(Beginning of Input material)

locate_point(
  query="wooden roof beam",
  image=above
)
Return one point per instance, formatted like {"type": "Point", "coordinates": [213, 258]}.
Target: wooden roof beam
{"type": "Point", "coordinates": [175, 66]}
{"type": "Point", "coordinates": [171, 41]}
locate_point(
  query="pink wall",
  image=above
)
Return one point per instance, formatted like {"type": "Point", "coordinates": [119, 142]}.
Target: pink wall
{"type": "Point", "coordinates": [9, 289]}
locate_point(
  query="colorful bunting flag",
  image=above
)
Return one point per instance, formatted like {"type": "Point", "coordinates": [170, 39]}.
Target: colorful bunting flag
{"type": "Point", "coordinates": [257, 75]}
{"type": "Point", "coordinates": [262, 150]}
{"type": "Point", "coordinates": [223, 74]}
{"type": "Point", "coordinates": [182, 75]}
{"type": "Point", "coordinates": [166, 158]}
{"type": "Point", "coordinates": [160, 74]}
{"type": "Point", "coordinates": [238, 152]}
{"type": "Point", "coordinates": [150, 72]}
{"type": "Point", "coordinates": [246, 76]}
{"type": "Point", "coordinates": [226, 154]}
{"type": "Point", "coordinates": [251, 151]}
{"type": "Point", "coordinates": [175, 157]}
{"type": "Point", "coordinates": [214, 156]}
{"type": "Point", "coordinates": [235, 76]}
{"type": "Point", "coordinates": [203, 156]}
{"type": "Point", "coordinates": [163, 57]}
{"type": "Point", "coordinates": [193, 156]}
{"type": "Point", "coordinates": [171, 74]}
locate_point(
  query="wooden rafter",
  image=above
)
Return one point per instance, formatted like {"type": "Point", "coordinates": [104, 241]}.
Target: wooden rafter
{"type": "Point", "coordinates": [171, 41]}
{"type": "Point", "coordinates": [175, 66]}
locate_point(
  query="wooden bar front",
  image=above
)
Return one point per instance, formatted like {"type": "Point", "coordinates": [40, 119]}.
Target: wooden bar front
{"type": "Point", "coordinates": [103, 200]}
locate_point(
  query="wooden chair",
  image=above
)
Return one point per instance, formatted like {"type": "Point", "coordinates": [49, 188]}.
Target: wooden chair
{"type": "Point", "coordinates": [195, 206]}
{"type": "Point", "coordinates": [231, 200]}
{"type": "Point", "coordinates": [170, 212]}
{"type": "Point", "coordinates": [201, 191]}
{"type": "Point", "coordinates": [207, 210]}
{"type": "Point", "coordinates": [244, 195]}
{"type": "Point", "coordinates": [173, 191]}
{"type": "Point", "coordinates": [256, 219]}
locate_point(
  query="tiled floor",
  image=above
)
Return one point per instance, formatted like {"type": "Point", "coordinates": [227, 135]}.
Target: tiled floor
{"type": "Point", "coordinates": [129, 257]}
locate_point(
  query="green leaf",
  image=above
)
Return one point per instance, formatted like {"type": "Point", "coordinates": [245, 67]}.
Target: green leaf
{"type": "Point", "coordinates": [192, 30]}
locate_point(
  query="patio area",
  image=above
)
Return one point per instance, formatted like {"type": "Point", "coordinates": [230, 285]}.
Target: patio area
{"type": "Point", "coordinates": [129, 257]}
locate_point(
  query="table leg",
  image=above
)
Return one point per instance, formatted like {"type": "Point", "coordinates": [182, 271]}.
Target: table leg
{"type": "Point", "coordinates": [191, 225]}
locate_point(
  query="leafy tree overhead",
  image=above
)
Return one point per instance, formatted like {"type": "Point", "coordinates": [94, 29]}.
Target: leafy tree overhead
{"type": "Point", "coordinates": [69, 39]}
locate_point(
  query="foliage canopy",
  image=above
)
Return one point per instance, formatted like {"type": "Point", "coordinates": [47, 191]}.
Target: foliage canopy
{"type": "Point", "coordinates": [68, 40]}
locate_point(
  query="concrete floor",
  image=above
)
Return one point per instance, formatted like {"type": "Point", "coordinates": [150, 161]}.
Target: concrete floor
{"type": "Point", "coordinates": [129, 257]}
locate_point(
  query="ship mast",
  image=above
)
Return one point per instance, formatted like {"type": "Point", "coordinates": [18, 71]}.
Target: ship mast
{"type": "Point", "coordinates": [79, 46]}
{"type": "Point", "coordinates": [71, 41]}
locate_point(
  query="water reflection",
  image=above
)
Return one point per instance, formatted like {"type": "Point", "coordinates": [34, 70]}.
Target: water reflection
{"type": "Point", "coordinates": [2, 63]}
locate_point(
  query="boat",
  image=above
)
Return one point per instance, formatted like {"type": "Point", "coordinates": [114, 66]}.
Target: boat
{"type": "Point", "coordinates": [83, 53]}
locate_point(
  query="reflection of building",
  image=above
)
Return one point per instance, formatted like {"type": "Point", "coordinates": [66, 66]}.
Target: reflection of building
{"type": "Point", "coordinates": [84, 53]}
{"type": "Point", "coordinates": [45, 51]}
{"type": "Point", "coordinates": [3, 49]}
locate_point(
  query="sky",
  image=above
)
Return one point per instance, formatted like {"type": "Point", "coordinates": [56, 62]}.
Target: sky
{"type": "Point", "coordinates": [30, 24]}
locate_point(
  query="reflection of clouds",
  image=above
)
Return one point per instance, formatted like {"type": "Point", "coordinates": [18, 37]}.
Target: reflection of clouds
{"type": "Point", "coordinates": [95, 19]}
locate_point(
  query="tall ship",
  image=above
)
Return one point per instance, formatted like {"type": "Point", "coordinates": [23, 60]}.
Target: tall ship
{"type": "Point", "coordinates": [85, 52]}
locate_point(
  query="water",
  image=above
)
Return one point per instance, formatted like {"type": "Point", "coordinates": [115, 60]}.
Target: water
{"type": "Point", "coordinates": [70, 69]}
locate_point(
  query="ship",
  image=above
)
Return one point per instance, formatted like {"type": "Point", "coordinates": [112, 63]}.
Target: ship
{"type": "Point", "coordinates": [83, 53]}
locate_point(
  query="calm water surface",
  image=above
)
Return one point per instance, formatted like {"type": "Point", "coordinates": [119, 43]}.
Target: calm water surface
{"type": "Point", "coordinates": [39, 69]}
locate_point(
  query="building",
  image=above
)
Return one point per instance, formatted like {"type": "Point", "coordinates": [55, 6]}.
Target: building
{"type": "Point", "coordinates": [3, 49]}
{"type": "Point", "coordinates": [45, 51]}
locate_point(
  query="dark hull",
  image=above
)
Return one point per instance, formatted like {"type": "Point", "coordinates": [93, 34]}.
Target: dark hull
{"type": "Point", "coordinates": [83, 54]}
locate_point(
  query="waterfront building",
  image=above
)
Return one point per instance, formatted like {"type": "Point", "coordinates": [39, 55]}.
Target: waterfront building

(End of Input material)

* **Your assignment**: Copy every line of the listing above exactly.

* **Result for this exercise**:
locate_point(
  query="wooden roof beam",
  image=above
)
Return one point per instance, formatted like {"type": "Point", "coordinates": [213, 258]}.
Target: wooden roof beam
{"type": "Point", "coordinates": [175, 66]}
{"type": "Point", "coordinates": [171, 41]}
locate_point(
  query="pink wall",
  image=above
)
Return one point per instance, formatted like {"type": "Point", "coordinates": [119, 142]}.
Target: pink wall
{"type": "Point", "coordinates": [9, 289]}
locate_point(
  query="colorful bunting flag",
  image=above
)
Return one point per instance, formatted like {"type": "Point", "coordinates": [170, 39]}.
Target: colorful bunting flag
{"type": "Point", "coordinates": [257, 75]}
{"type": "Point", "coordinates": [262, 150]}
{"type": "Point", "coordinates": [223, 74]}
{"type": "Point", "coordinates": [182, 75]}
{"type": "Point", "coordinates": [166, 158]}
{"type": "Point", "coordinates": [160, 74]}
{"type": "Point", "coordinates": [238, 152]}
{"type": "Point", "coordinates": [150, 72]}
{"type": "Point", "coordinates": [246, 76]}
{"type": "Point", "coordinates": [226, 154]}
{"type": "Point", "coordinates": [251, 151]}
{"type": "Point", "coordinates": [175, 157]}
{"type": "Point", "coordinates": [214, 156]}
{"type": "Point", "coordinates": [235, 76]}
{"type": "Point", "coordinates": [203, 156]}
{"type": "Point", "coordinates": [163, 57]}
{"type": "Point", "coordinates": [193, 156]}
{"type": "Point", "coordinates": [171, 74]}
locate_point(
  query="wooden rafter",
  image=above
)
Return one point per instance, formatted like {"type": "Point", "coordinates": [104, 241]}.
Target: wooden rafter
{"type": "Point", "coordinates": [171, 41]}
{"type": "Point", "coordinates": [175, 66]}
locate_point(
  query="wooden bar front",
  image=above
)
Return one point per instance, formatted like {"type": "Point", "coordinates": [40, 119]}.
Target: wooden bar front
{"type": "Point", "coordinates": [103, 200]}
locate_point(
  query="wooden chair",
  image=above
)
Return one point per instance, formatted like {"type": "Point", "coordinates": [49, 188]}.
Target: wooden chair
{"type": "Point", "coordinates": [195, 206]}
{"type": "Point", "coordinates": [231, 200]}
{"type": "Point", "coordinates": [170, 212]}
{"type": "Point", "coordinates": [201, 191]}
{"type": "Point", "coordinates": [207, 210]}
{"type": "Point", "coordinates": [244, 195]}
{"type": "Point", "coordinates": [173, 191]}
{"type": "Point", "coordinates": [256, 219]}
locate_point(
  query="tiled floor",
  image=above
)
Return one point per instance, formatted like {"type": "Point", "coordinates": [227, 135]}.
Target: tiled floor
{"type": "Point", "coordinates": [129, 257]}
locate_point(
  query="green leaf",
  image=above
)
Return one point per instance, formatted like {"type": "Point", "coordinates": [245, 67]}.
Target: green leaf
{"type": "Point", "coordinates": [192, 30]}
locate_point(
  query="patio area",
  image=above
)
Return one point per instance, formatted like {"type": "Point", "coordinates": [230, 285]}.
Target: patio area
{"type": "Point", "coordinates": [129, 257]}
locate_point(
  query="table leg",
  image=above
)
Return one point per instance, formatted like {"type": "Point", "coordinates": [182, 271]}.
Target: table leg
{"type": "Point", "coordinates": [191, 225]}
locate_point(
  query="leafy tree overhead",
  image=above
)
Return one point per instance, formatted like {"type": "Point", "coordinates": [94, 29]}.
Target: leafy tree overhead
{"type": "Point", "coordinates": [69, 39]}
locate_point(
  query="foliage canopy",
  image=above
)
Return one point per instance, formatted like {"type": "Point", "coordinates": [47, 191]}.
Target: foliage canopy
{"type": "Point", "coordinates": [68, 40]}
locate_point(
  query="concrete floor",
  image=above
)
Return one point per instance, formatted like {"type": "Point", "coordinates": [150, 161]}.
Target: concrete floor
{"type": "Point", "coordinates": [129, 257]}
locate_point(
  query="ship mast",
  image=above
)
Return one point per instance, formatted like {"type": "Point", "coordinates": [18, 71]}.
Target: ship mast
{"type": "Point", "coordinates": [79, 46]}
{"type": "Point", "coordinates": [71, 41]}
locate_point(
  query="water reflection",
  image=above
)
Return one point per instance, formatted like {"type": "Point", "coordinates": [34, 70]}.
Target: water reflection
{"type": "Point", "coordinates": [2, 63]}
locate_point(
  query="boat",
  image=above
)
Return one point per instance, formatted like {"type": "Point", "coordinates": [114, 66]}.
Target: boat
{"type": "Point", "coordinates": [83, 53]}
locate_point(
  query="reflection of building",
  image=above
)
Return one point per instance, formatted like {"type": "Point", "coordinates": [66, 66]}.
Target: reflection of building
{"type": "Point", "coordinates": [84, 53]}
{"type": "Point", "coordinates": [45, 51]}
{"type": "Point", "coordinates": [3, 49]}
locate_point(
  query="sky",
  image=above
)
Return one point per instance, formatted like {"type": "Point", "coordinates": [56, 62]}.
Target: sky
{"type": "Point", "coordinates": [30, 24]}
locate_point(
  query="reflection of clouds",
  image=above
)
Return one point per instance, formatted like {"type": "Point", "coordinates": [18, 37]}.
Target: reflection of clouds
{"type": "Point", "coordinates": [95, 19]}
locate_point(
  query="tall ship",
  image=above
)
Return one point per instance, formatted like {"type": "Point", "coordinates": [23, 60]}.
Target: tall ship
{"type": "Point", "coordinates": [85, 52]}
locate_point(
  query="water",
  image=above
)
Return one point per instance, formatted like {"type": "Point", "coordinates": [115, 60]}.
Target: water
{"type": "Point", "coordinates": [70, 69]}
locate_point(
  query="ship",
  image=above
)
Return one point per instance, formatted like {"type": "Point", "coordinates": [112, 63]}.
Target: ship
{"type": "Point", "coordinates": [83, 53]}
locate_point(
  query="calm water surface",
  image=above
)
Return one point per instance, formatted like {"type": "Point", "coordinates": [119, 43]}.
Target: calm water surface
{"type": "Point", "coordinates": [39, 69]}
locate_point(
  query="building",
  image=above
)
Return one point per instance, formatted like {"type": "Point", "coordinates": [55, 6]}.
Target: building
{"type": "Point", "coordinates": [3, 49]}
{"type": "Point", "coordinates": [45, 51]}
locate_point(
  query="dark hull",
  image=above
)
Return one point per instance, formatted like {"type": "Point", "coordinates": [93, 34]}.
Target: dark hull
{"type": "Point", "coordinates": [83, 54]}
locate_point(
  query="waterfront building",
  image=above
)
Return one point per instance, formatted like {"type": "Point", "coordinates": [39, 55]}.
Target: waterfront building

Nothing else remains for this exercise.